Reproduce word for word the part of the Boyer-Moore text starting with "Boyer-Moore always takes" and going on through "skips even more.".

EXCERPTED PASSAGE:
------------------------------------------------

Boyer-Moore
Imagine you're proofreading a document for the word "CHAMPION". Instead of reading every letter left to right, you glance at the last letter of each 8-letter window. If you see a 'Q' there, you know immediately that none of the 8 letters can be 'N' through 'A' in the right positions — skip the whole window! That's the core insight behind Boyer-Moore.
By scanning the pattern right-to-left, a single mismatch at the end of the pattern can skip the entire window. On real English text, Boyer-Moore often reads only 1 in every m characters — sublinear performance.
The Bad Character Rule
When a mismatch occurs at position j in the pattern with text character c, the bad character rule asks: does c appear anywhere in the pattern to the left of position j?
- If no: shift the pattern completely past
c— a skip of up to m positions! - If yes: slide the pattern right until the rightmost occurrence of
cin the pattern aligns with the text'sc
Preprocessing: build a table bc[c] = last position of character c in the pattern (or -1 if absent). This takes \(O(m + σ)\) where σ is the alphabet size.
The Good Suffix Rule
When some suffix of the pattern matched before the mismatch, the good suffix rule looks for the rightmost copy of that matched suffix elsewhere in the pattern — preceded by a different character (so we won't repeat the same mismatch). If no such copy exists, we look for the longest prefix of the pattern that is also a suffix of the matched portion.
Boyer-Moore always takes the maximum shift from the two rules. This is why it can be so fast — either rule alone already skips a lot, and taking the max skips even more.
Boyer-Moore-Horspool: The Simpler Cousin
Horspool's simplification: use only the bad character rule, but always apply it to the rightmost character of the current window (not the actual mismatch position). This is slightly less optimal but dramatically simpler to implement — just one precomputed shift table — and nearly as fast in practice for most text.
Boyer-Moore-Horspool (Practical Variant)
When Is Boyer-Moore the Right Choice?
- Large alphabets (English text, source code): bad character skips are big — most characters in the text simply won't appear in the pattern
- Long patterns: skipping m positions at a time means fewer windows to check
- Real-world text search: grep, most text editors, and search engines use Boyer-Moore variants
For small alphabets (like DNA with only A/C/G/T), the bad character table gives smaller skips and KMP may be competitive. For multiple patterns, use Aho-Corasick instead.

------------------------------------------------

DATA FOR ANALYSIS:
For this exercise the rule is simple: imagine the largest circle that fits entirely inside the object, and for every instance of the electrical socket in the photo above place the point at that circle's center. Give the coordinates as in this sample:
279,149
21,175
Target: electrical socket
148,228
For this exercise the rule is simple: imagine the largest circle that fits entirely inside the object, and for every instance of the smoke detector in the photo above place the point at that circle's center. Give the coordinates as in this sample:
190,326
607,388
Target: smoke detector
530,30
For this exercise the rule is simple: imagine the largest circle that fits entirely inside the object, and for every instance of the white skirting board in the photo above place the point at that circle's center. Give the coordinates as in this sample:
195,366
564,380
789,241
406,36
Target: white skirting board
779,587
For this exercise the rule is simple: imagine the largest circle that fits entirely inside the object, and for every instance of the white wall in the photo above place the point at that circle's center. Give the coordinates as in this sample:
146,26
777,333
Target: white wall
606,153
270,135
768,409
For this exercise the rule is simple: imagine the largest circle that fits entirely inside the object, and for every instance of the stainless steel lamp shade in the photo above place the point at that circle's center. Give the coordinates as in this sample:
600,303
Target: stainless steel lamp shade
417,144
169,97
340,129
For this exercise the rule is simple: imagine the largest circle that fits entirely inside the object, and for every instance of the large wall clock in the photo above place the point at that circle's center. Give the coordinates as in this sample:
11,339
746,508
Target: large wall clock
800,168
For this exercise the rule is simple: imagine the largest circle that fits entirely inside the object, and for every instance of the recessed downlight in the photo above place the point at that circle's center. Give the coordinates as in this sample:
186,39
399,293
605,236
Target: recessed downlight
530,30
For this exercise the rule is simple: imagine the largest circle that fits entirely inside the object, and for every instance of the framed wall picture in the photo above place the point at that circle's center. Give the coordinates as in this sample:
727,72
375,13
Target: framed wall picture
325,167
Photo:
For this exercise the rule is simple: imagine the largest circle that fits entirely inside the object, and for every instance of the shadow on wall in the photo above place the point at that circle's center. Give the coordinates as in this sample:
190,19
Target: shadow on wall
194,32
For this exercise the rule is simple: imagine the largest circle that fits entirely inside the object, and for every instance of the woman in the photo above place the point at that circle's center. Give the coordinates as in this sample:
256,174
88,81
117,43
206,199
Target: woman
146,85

------------------------------------------------

ANSWER FOR THIS EXERCISE:
Boyer-Moore always takes the maximum shift from the two rules. This is why it can be so fast — either rule alone already skips a lot, and taking the max skips even more.